- Task objective
Everything from the line containing "stem and provides a bounding box for it." through the final line of the records must be transcribed verbatim; nothing else belongs in the result.

- The data
···
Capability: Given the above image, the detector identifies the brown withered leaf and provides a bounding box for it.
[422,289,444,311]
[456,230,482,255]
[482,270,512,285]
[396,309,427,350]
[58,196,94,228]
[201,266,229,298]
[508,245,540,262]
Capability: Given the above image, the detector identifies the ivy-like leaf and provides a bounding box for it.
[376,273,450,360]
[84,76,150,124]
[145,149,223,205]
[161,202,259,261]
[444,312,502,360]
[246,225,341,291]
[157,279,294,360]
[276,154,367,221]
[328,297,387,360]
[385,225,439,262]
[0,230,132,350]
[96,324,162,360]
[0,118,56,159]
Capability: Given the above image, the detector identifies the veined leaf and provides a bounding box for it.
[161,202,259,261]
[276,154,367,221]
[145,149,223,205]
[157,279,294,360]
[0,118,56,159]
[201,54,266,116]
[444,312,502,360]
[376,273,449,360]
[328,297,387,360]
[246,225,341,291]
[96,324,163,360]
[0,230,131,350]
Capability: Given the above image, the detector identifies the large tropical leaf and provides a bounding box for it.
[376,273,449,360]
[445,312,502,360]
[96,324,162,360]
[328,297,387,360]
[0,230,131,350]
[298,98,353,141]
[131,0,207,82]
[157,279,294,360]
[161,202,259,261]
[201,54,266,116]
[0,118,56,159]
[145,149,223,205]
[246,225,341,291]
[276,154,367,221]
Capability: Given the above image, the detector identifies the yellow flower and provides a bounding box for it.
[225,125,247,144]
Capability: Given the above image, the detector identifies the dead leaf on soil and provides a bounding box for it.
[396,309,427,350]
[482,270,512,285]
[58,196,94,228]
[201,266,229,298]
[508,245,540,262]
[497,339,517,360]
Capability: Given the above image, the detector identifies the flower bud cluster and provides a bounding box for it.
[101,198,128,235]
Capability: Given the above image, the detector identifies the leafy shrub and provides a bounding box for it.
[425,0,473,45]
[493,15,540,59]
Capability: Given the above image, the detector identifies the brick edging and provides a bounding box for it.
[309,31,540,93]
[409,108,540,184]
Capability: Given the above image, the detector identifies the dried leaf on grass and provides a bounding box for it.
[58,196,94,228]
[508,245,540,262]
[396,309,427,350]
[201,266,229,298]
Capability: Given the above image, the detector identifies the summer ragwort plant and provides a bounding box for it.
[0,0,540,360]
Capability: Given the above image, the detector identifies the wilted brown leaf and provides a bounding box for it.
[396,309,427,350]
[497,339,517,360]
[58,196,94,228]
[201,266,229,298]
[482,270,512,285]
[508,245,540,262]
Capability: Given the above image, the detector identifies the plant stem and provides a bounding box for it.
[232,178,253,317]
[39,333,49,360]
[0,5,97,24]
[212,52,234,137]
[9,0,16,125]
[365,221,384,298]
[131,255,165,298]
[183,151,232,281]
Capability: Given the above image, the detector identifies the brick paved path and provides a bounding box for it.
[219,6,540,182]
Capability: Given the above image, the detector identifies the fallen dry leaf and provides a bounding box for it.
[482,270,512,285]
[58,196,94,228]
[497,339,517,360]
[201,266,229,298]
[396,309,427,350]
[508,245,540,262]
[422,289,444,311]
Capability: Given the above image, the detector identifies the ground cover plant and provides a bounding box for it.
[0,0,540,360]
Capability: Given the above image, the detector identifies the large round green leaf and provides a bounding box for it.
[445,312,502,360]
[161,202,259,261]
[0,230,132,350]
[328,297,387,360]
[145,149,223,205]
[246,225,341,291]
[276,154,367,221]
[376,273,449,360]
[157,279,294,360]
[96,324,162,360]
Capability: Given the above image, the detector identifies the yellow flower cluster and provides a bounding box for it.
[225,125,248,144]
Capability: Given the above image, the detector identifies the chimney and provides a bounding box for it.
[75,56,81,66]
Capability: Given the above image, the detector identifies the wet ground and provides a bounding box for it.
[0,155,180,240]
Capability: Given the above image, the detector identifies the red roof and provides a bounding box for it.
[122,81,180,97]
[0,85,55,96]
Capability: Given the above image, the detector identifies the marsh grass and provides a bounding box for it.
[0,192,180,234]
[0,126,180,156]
···
- Result
Capability: Given the above image, the detector identifies the plant stem and provides a bounding box for it.
[232,178,253,317]
[39,333,49,360]
[0,5,97,24]
[212,52,234,137]
[9,0,16,125]
[365,221,384,298]
[131,255,165,298]
[183,151,232,281]
Capability: Given the above image, the detector identifies the brick paved path and provides a bounding box for it.
[219,6,540,182]
Capability: Given the above image, the detector identifies the fallen dry leaf and provides a bounding box for it.
[482,270,512,285]
[58,196,94,228]
[497,339,517,360]
[201,266,229,298]
[396,309,427,350]
[508,245,540,262]
[422,289,444,311]
Capability: Given the above image, the detector identifies the ground cover plant and provides a bounding box for it.
[0,0,540,360]
Capability: Given the above image, the detector identifies the large round green leaf and provides a bounding box for it.
[445,312,502,360]
[161,202,259,261]
[0,230,132,350]
[328,297,387,360]
[145,149,223,205]
[246,225,341,291]
[276,154,367,221]
[376,273,449,360]
[157,279,294,360]
[96,324,162,360]
Capability: Given the above image, the detector identifies the yellow flower cluster and provides a bounding box for it.
[225,125,248,144]
Capability: Given the above image, the detector identifies the chimney and provides a bounding box for it.
[75,56,81,66]
Capability: Given the above image, the detector identifies the wet ground and provides a bounding box for it.
[0,155,180,240]
Capability: Given the above image, the detector identifies the red roof and provides a bounding box for it.
[122,81,180,97]
[0,85,55,96]
Capability: Given the above image, the detector identifies the marsh grass and provides a bounding box for it.
[0,192,180,234]
[0,126,180,156]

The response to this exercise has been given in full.